12 Kasım 2014 Çarşamba

Çocuk kandırır gibi



Hepimiz kandırılıyoruz ama bazılarımız inatla ve ömür boyu kandırılabiliyoruz. Ben onlardanım.

Buna kanaat getirdikten sonra önümde iki seçenek vardı, ya kendimi yenileyecek ve evrimin gidişatına uyum sağlayacaktım ya da kendimden taviz vermeden ağızdan çıkan sözlere gereğinden fazla değer vermeyecektim. Ya ben de onlar gibi güçlü olacak ve ufak tefek yalanları hayatın gerçekleri sayacaktım ya da her seferinde kendime bir daha inanmayacağıma, bunun son olduğuna, temkinli olacağıma dair verdiğim sözleri derhal uygulamaya koyacaktım. 

Çocukken inandığım en korkunç yalan dayımın eşinin elindeki kepçeyi bize 'beyin oyacağı' diye tanıtmasıydı. Evet, tahmin edeceğiniz gibi beyin oyacağı yaramaz çocukların beynini oymaya yarıyordu. Tabii, çorba ya da sulu yemek çocukların yemek için sabırsızlanıp başında beklediği yiyeceklerden olmadığından bizim kepçeyi gerçek işlevini icra ederken görmedik, inandık, o bir beyin oyacağıydı. 

Bu saflık hali, söyleneni söylediği gibi anlama hali, söyleneni mutlak gerçek yerine koyma hali çocuklukla kalsa iyi, fakat ileriki yaşlarda da devam ettiğine göre bizim gibilerde bir terslik (ya da bir doğruluk) olmalı. Yalnız değilim biliyorum. Biz, bir güruh, söylenen herşeye inanan, sonra pişman olan, sonra bir daha inanan, kendi içinde bitmez tükenmez 'salağım-değilim' tartışmalarına giren, hatta kimin doğru söylediğini anlamak için papatya falı bakan biz, kendimizdeki tersliğin ne olduğunu bilmiyoruz, zaman zaman salak olduğumuzu düşünüyoruz biliyorum.

Çıkarılmış veri kayıtları
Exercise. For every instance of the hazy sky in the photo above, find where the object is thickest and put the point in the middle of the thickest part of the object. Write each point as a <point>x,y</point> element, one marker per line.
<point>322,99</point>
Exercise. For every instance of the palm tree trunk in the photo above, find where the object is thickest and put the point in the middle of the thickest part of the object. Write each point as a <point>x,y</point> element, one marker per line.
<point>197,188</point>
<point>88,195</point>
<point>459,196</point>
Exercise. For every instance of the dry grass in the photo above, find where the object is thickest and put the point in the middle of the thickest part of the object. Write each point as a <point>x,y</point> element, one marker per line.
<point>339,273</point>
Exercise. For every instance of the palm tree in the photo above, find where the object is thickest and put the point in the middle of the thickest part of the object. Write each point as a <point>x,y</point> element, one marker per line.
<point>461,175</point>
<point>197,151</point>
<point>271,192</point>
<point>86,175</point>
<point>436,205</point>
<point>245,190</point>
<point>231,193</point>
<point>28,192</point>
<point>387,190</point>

:: Verilen talimat A ::
Kaynak metne göre şu soruları yanıtlayın:
(i) Metnin başındaki tarih nedir?
(ii) Dayının eşi elindeki kepçeyi çocuklara hangi adla tanıtmıştır?
(iii) Kimin doğru söylediğini anlamak için hangi fala bakıldığı belirtilmektedir?
:: Verilen talimat B ::
Kaynak metni iki cümleyle özetleyin.
Yalnızca kaynak metindeki bilgileri esas alın.

:: Sonuç A ::
(i) 12 Kasım 2014 Çarşamba
(ii) 'Beyin oyacağı'
(iii) Papatya falı

:: Sonuç B ::
Yazar, ömür boyu kandırılabilen kişilerden olduğunu söyler ve önünde iki seçenek olduğunu belirtir: ya kendini yenileyip uyum sağlayacak ya da ağızdan çıkan sözlere gereğinden fazla değer vermeyecektir. Çocukken dayısının eşinin kepçeyi 'beyin oyacağı' diye tanıtmasına inandığını anlatır ve söyleneni mutlak gerçek sayma halinin ileriki yaşlarda da sürdüğünü ifade eder; bu durumdakiler kendilerindeki tersliğin ne olduğunu bilmez ve zaman zaman salak olduklarını düşünürler.